**What to produce:**
Each line of the records below that holds "bridge" should be copied out.

**Input records:**
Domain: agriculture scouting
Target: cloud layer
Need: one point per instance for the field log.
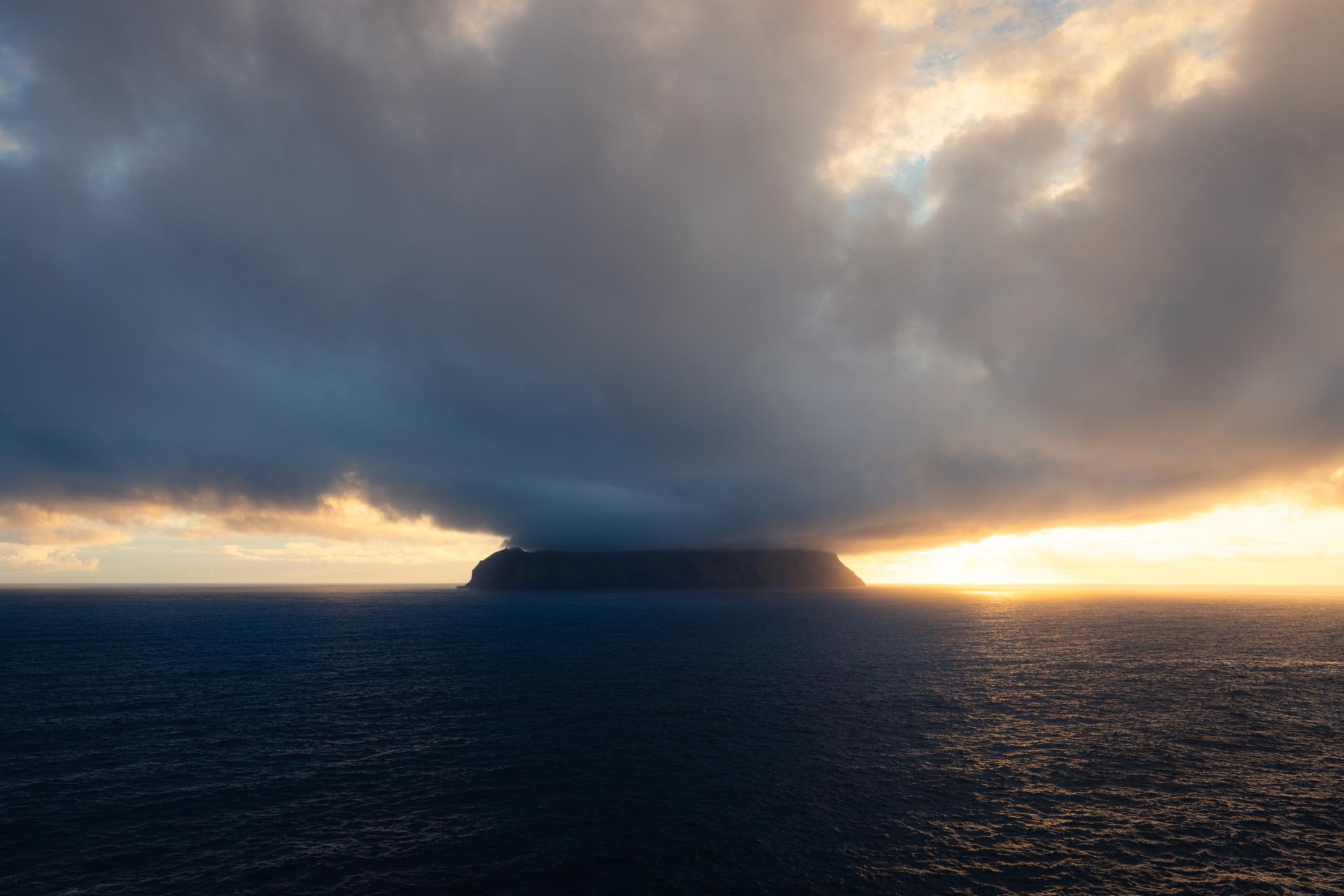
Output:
(597, 274)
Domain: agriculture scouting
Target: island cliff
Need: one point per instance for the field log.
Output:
(514, 568)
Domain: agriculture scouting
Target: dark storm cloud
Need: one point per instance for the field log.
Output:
(584, 286)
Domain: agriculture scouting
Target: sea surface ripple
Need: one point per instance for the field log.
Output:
(363, 741)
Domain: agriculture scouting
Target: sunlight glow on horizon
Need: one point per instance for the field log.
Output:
(1276, 542)
(1270, 540)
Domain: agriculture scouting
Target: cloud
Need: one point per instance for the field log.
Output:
(585, 274)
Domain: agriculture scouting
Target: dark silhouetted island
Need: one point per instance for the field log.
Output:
(514, 568)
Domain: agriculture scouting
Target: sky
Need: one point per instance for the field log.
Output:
(967, 290)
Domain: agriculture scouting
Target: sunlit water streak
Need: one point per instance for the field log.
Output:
(354, 741)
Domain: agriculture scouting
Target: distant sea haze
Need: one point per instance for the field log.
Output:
(353, 741)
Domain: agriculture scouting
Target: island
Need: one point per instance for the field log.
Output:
(515, 568)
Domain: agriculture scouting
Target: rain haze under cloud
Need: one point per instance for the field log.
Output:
(628, 274)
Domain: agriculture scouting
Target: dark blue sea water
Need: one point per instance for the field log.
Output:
(358, 741)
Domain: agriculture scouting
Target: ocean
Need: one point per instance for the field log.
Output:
(895, 741)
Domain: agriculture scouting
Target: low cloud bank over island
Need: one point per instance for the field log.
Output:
(645, 274)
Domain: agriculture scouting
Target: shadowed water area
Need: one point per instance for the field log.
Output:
(360, 741)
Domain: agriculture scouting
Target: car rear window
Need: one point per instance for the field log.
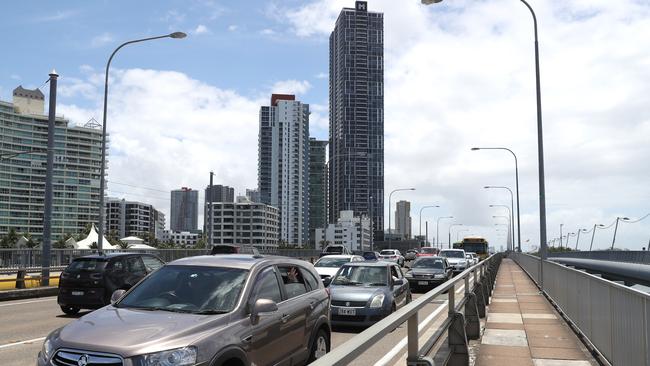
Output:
(86, 264)
(224, 249)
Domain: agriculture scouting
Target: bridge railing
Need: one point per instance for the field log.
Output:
(479, 282)
(614, 318)
(628, 256)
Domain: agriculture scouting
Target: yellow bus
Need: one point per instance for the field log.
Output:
(474, 244)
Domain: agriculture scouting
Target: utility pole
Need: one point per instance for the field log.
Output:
(49, 172)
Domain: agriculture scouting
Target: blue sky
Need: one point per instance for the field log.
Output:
(457, 74)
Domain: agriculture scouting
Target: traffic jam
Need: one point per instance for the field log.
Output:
(233, 306)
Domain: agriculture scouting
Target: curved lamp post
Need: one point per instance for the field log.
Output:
(102, 180)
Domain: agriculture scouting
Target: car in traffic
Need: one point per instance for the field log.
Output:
(411, 254)
(363, 293)
(88, 282)
(472, 258)
(371, 256)
(456, 259)
(335, 249)
(428, 251)
(328, 265)
(392, 255)
(427, 272)
(205, 310)
(233, 249)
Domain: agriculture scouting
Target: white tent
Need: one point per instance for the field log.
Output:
(93, 237)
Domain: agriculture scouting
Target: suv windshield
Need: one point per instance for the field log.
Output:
(191, 289)
(451, 254)
(331, 262)
(86, 264)
(361, 276)
(428, 263)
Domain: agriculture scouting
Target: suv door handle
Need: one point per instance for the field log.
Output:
(285, 317)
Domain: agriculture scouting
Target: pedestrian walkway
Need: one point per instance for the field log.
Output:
(523, 328)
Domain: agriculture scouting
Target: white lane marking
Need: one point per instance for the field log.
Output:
(27, 302)
(21, 342)
(398, 348)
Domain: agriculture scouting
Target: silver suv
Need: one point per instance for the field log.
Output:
(206, 310)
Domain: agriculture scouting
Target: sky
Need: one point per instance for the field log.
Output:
(458, 74)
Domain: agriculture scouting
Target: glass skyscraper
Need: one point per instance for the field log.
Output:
(77, 161)
(357, 115)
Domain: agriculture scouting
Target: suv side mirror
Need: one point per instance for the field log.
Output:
(116, 295)
(262, 306)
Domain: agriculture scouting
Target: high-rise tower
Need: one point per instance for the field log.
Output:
(357, 115)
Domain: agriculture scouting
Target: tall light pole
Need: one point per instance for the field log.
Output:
(49, 193)
(102, 179)
(437, 225)
(422, 208)
(540, 148)
(594, 234)
(616, 228)
(512, 209)
(450, 226)
(516, 187)
(389, 205)
(509, 215)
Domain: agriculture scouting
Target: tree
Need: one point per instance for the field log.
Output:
(9, 240)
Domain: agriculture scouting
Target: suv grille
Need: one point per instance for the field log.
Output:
(68, 357)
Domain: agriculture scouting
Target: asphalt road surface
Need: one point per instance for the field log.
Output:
(25, 323)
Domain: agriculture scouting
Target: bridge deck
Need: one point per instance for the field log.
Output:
(523, 328)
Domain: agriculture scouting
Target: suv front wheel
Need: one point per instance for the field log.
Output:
(320, 346)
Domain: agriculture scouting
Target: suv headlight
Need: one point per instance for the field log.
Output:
(185, 356)
(377, 301)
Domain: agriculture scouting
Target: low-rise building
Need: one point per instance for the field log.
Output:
(353, 232)
(244, 223)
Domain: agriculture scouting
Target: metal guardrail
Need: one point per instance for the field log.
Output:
(628, 256)
(32, 258)
(460, 326)
(614, 318)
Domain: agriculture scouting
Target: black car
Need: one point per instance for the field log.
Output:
(88, 282)
(429, 272)
(234, 249)
(371, 256)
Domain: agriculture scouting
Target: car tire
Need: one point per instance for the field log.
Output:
(320, 346)
(69, 310)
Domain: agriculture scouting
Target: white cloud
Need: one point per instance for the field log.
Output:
(102, 39)
(296, 87)
(201, 29)
(166, 138)
(461, 74)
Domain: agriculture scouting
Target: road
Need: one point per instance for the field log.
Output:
(25, 323)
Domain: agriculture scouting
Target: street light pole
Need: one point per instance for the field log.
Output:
(437, 225)
(102, 179)
(512, 208)
(616, 228)
(422, 208)
(516, 188)
(49, 173)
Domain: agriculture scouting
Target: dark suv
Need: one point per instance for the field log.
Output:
(88, 282)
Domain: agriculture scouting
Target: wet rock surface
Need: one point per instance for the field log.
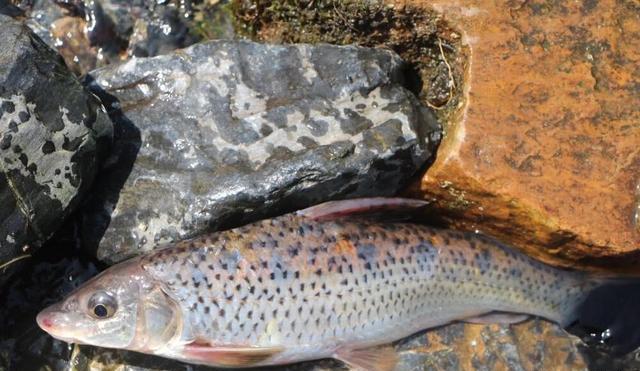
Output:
(544, 153)
(52, 136)
(90, 34)
(235, 131)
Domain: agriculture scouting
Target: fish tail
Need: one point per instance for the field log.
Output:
(600, 290)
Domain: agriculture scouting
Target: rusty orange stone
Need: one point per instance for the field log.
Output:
(545, 151)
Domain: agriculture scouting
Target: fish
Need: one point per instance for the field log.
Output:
(328, 281)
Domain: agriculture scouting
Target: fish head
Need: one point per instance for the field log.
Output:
(123, 307)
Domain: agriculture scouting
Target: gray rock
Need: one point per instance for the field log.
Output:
(223, 133)
(90, 34)
(52, 134)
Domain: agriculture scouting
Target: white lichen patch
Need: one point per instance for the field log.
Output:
(38, 152)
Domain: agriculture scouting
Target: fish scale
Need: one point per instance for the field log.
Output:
(288, 282)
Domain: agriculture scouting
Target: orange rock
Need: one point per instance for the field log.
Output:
(545, 151)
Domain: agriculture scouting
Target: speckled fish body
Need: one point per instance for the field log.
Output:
(301, 289)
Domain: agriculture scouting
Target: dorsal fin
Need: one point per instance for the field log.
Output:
(356, 206)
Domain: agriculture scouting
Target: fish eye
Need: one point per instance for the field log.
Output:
(102, 305)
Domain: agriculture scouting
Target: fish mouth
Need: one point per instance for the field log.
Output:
(52, 321)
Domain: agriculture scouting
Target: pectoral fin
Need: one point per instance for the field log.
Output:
(229, 356)
(338, 209)
(369, 359)
(498, 317)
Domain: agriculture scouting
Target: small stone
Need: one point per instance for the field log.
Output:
(41, 104)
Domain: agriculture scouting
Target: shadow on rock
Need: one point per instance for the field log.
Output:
(99, 205)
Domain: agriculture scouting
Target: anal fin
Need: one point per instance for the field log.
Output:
(498, 317)
(229, 356)
(382, 358)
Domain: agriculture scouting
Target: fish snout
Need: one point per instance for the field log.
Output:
(48, 319)
(54, 322)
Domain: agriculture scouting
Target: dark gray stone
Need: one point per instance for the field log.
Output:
(224, 132)
(52, 134)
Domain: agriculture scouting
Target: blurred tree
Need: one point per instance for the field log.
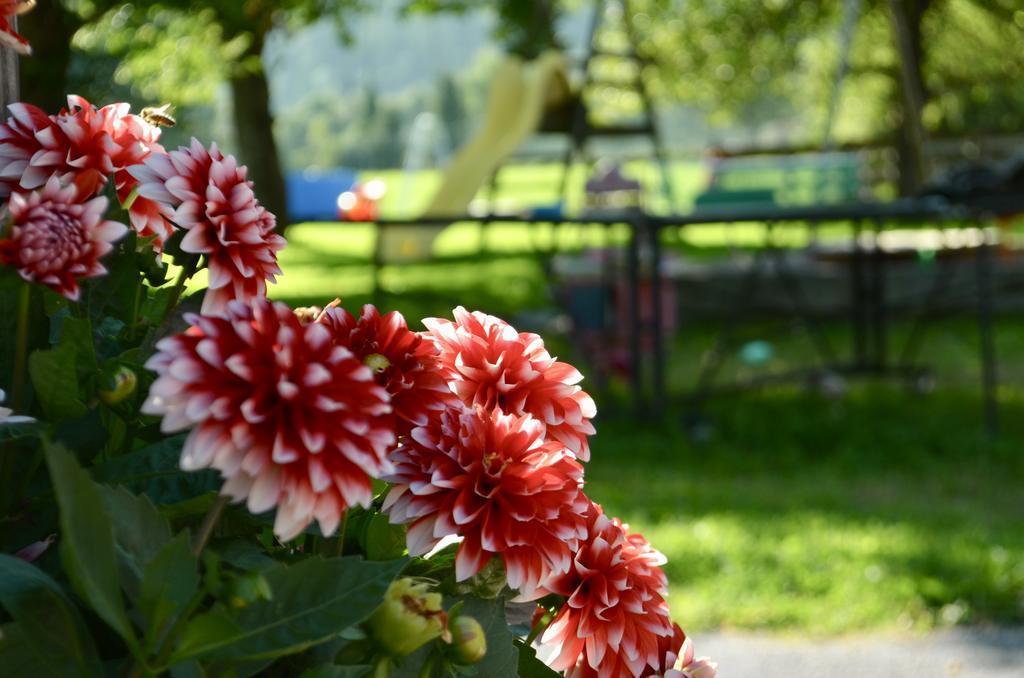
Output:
(179, 49)
(525, 28)
(452, 111)
(962, 58)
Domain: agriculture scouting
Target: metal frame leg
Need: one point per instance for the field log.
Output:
(986, 335)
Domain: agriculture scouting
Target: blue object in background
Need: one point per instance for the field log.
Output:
(553, 211)
(312, 196)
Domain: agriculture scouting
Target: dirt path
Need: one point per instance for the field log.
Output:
(953, 653)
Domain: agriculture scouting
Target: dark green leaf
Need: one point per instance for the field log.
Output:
(170, 581)
(245, 555)
(338, 672)
(76, 336)
(53, 376)
(381, 540)
(155, 471)
(529, 666)
(313, 600)
(501, 660)
(17, 657)
(138, 528)
(48, 625)
(24, 430)
(190, 669)
(87, 540)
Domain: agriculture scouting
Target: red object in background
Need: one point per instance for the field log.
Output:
(360, 203)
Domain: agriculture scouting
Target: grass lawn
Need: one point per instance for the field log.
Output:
(880, 510)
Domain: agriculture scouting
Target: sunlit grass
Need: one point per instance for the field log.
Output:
(879, 510)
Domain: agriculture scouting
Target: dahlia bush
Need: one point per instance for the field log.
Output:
(205, 481)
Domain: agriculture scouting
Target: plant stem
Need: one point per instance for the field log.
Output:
(20, 349)
(341, 535)
(209, 522)
(17, 392)
(187, 270)
(167, 646)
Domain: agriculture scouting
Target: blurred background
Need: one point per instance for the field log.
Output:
(823, 507)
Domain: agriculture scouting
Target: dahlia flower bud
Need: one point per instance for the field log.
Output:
(410, 617)
(687, 667)
(55, 240)
(118, 385)
(7, 415)
(469, 643)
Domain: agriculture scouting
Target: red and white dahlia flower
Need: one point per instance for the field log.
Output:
(55, 240)
(82, 145)
(615, 620)
(206, 194)
(404, 363)
(494, 479)
(8, 36)
(289, 418)
(136, 139)
(488, 363)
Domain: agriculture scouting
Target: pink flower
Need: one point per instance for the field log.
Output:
(289, 418)
(55, 240)
(614, 621)
(492, 478)
(404, 363)
(9, 37)
(487, 363)
(207, 194)
(136, 139)
(81, 144)
(18, 144)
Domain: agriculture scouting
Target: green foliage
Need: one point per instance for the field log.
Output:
(87, 548)
(312, 601)
(737, 58)
(53, 375)
(154, 471)
(48, 633)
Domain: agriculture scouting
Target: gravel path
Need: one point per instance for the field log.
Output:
(953, 653)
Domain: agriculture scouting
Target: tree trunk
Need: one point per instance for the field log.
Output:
(8, 75)
(49, 28)
(914, 168)
(254, 126)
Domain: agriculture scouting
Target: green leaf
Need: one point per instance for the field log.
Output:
(54, 378)
(48, 627)
(245, 555)
(338, 672)
(17, 657)
(29, 429)
(76, 336)
(529, 666)
(87, 540)
(313, 600)
(139, 531)
(155, 471)
(170, 581)
(501, 660)
(381, 540)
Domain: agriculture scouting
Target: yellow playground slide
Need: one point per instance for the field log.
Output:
(520, 92)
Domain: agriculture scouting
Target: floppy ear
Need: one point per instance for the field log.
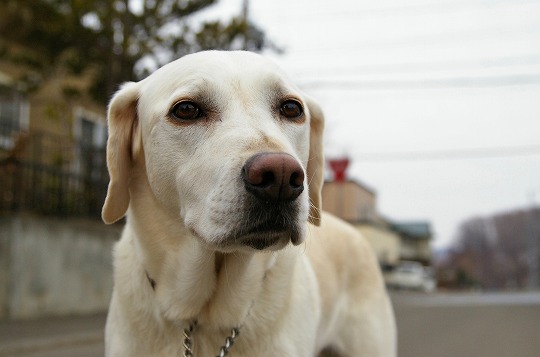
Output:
(123, 143)
(315, 169)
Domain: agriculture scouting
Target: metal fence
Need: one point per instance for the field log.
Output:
(53, 176)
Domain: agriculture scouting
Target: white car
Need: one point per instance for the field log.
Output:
(411, 276)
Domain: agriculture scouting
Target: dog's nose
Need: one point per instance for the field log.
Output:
(273, 177)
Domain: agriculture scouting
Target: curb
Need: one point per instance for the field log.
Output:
(49, 343)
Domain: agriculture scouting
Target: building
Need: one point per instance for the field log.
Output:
(356, 203)
(52, 144)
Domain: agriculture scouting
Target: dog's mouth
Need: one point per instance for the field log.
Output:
(266, 235)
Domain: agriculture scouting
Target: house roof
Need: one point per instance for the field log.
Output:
(413, 230)
(356, 182)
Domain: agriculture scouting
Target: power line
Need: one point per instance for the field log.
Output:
(412, 67)
(429, 83)
(444, 155)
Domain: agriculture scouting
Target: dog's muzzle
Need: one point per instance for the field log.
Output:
(275, 181)
(273, 177)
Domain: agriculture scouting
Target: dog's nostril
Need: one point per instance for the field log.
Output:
(268, 178)
(297, 179)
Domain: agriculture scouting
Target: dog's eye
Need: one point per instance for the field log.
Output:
(291, 109)
(186, 111)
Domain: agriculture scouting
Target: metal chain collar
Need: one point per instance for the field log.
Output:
(223, 351)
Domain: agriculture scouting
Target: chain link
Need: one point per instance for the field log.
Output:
(223, 351)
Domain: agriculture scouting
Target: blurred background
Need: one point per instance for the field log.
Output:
(432, 144)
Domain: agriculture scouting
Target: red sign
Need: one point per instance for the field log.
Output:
(339, 166)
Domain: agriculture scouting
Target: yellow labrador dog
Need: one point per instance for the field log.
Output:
(217, 160)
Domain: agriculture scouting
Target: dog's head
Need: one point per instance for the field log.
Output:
(229, 146)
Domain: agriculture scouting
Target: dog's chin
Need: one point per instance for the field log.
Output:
(261, 240)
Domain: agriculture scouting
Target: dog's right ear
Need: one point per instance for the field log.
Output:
(123, 143)
(315, 167)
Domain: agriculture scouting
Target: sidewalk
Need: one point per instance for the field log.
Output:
(34, 337)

**Task result:**
Target: bridge railing
Target: bridge deck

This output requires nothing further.